━━━━━ Text section ━━━━━
An article with this title was published recently by a team from Israel; essentially, it reports two interesting case histories:
A 59-year-old male underwent a course of acupuncture for chronic low back pain, by a acupuncturist. During the therapy, the patient noted swelling at the point of puncture, but his therapist dismissed the claim. The region continued to swell, and three days later his family doctor diagnosed cellulitis and prescribed oral amoxicillin with clavulanic acid. The following day the patient’s condition worsened—he started to suffer from chills and more intense pain, so he went to the emergency room. At that stage, the patient had a fever of 37.9°C, a pulse of 119, and a blood pressure of 199/87. Edema was noted over the patient’s entire right flank (Figure 1A). Laboratory results were notable for a level of glucose of 298 mg/dL, sodium of 128 mmol/L, and white blood count (WBC) of 26,500 cells/μL with left shift. An emergency CT revealed an abscess of the abdominal wall involving the muscles, but no intra-abdominal pathology (Figure 1B).
Figure 1.The patient received broad-spectrum antibiotics and was taken to the operating room for debridement. Upon incision there was subcutaneous edema with no puss, gangrene of the entire external oblique muscle, and an abscess between the external and internal oblique muscles. The muscles were debrided back to healthy, bleeding tissue and the wound copiously irrigated with saline. The wound was left open, with gauze and iodine as a cover. Gram stains and cultures returned group B streptococcus (GBS) sensitive to penicillin, and antibiotic coverage was adjusted accordingly. The patient returned to the operating room for serial debridement until the wound developed healthy granulation tissue. The patient received four units of blood and required 13 days of hospitalization. To date, he suffers from a disfiguring wound of his abdominal wall.
Considering the fact that group B streptococci live primarily in the female vagina, and that the acupuncturist was a young female, it is possible to assume that the cause for this grave illness was due to improper hygiene while treating our patient with acupuncture. Although rare, this tragic consequence of acupuncture has been seen previously by other researchers.
A 27-year-old male with chronic cervical and back pain without any previous medical treatment or imaging was referred to a tertiary medical facility. To manage his pain, the patient used the services of a chiropractor who used cervical manipulation. Immediately after such a manipulation, the patient felt a severe cervical pain; 30 minutes after manipulation the patient started feeling paresthesia in his hands and legs. The patient was admitted to an emergency room with symptoms of progressive weakness in all four extremities and weakness. No additional symptoms were seen. Immediate MRI demonstrated an epidural hematoma at the C3-4 level (Figure 2).
The patient underwent immediate surgery to evacuate the hematoma via an anterior approach and C3-4 cage placement. The day after surgery the patient showed a remission of symptoms. At 6 months follow-up his remission was complete.
The literature includes several reports of SSPE immediately following a chiropractic manipulation that was considered the cause of this event. The authors of this case report concluded that chiropractic procedures can be dangerous when performed by practitioners who might be only partially trained, who might tend to perform an insufficient patient examination before the procedure, and thus endanger their patients.
On this blog, I have repeatedly warned that not all alternative treatments are free of risks. These two cases are impressive reminders of this undeniable fact.
I am sure that most proponents of alternative medicine will try to claim that
- such complications are true rarities,
- I am alarmist to keep alerting my readers to such events,
- conventional medicine is dimensions more harmful,
- the above cases are caused by poor practice.
However, I feel compelled to stress that there are no adequate post-marketing surveillance systems in alternative medicine and that the true frequencies of such events are therefore unknown. It seems therefore imperative (and not alarmist) to publicize such risks as widely as possible – in the hope that alternative practitioners, one day, might do the ethically and morally correct thing and implement proper surveillance of their practices.
━━━━━ Data extract ━━━━━
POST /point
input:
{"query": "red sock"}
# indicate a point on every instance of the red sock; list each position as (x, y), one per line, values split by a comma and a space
━━━━━
━━━━━ Data extract ━━━━━
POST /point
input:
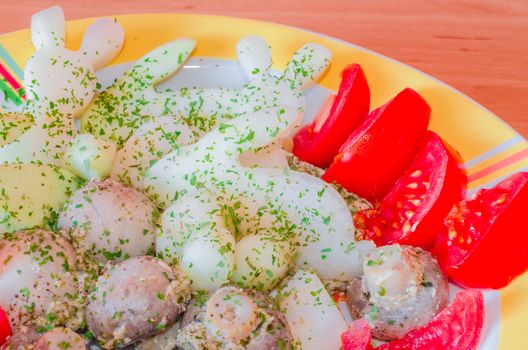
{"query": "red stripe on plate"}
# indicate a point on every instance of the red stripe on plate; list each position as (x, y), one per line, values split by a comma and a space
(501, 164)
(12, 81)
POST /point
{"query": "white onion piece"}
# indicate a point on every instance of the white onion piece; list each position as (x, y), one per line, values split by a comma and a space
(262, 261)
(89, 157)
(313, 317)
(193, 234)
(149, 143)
━━━━━
Problems to solve
• 1. In the text on the two case histories, how many days of hospitalization did the acupuncture patient require?
• 2. From the text on the two case histories, return the stretch from "However, I feel" through "of their practices.", copied word for word.

Responses by task
• 1. 13 days.

• 2.
However, I feel compelled to stress that there are no adequate post-marketing surveillance systems in alternative medicine and that the true frequencies of such events are therefore unknown. It seems therefore imperative (and not alarmist) to publicize such risks as widely as possible – in the hope that alternative practitioners, one day, might do the ethically and morally correct thing and implement proper surveillance of their practices.